====== Exercise input ======
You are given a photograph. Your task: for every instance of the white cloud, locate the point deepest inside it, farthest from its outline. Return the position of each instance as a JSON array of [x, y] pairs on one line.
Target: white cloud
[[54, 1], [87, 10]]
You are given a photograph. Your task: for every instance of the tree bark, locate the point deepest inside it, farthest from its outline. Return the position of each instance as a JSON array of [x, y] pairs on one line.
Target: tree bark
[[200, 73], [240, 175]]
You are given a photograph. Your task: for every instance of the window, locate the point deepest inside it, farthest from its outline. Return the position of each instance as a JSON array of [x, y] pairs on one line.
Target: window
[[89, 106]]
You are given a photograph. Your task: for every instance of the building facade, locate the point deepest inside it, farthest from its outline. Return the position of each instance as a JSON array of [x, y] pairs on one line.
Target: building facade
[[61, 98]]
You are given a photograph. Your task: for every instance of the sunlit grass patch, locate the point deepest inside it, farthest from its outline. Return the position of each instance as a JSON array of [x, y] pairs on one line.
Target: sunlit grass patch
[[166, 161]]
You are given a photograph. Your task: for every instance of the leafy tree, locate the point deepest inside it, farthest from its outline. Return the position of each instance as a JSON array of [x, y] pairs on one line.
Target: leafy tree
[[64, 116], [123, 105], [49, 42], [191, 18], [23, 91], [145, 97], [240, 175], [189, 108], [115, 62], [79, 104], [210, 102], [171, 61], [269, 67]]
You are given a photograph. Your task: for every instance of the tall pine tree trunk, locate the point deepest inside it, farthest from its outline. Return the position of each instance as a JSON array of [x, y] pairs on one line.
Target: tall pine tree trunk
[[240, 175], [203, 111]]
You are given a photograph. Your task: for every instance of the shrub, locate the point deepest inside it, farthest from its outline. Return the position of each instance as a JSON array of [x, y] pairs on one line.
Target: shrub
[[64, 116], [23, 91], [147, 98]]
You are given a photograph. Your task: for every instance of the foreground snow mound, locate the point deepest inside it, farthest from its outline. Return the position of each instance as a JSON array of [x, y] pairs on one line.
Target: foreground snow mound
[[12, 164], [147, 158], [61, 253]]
======
====== Exercise input ======
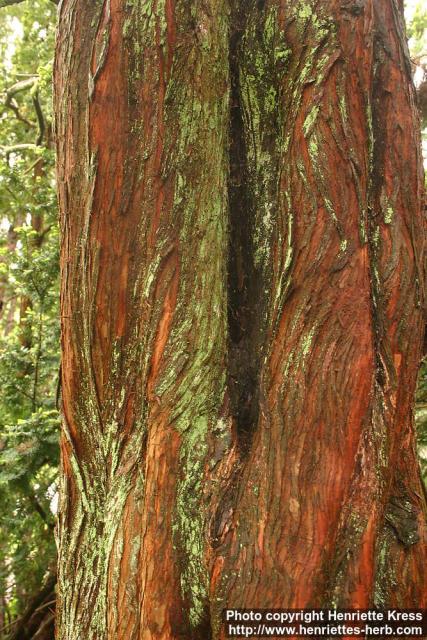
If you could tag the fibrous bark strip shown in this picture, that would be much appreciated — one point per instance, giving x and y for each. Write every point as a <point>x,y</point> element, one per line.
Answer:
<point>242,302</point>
======
§ Given task
Rewrite the lines from the one containing "If you could" through the one containing "<point>242,302</point>", inclusive, changing "fibrous bark strip" to "peeling bark strip" and leaving everything else as it is.

§ The result
If you could tag the peeling bark strip shown in this picture, that would be much appreciated — one point per instance, giving x and y for each. Write every point as a <point>x,y</point> element, one per line.
Answer:
<point>242,302</point>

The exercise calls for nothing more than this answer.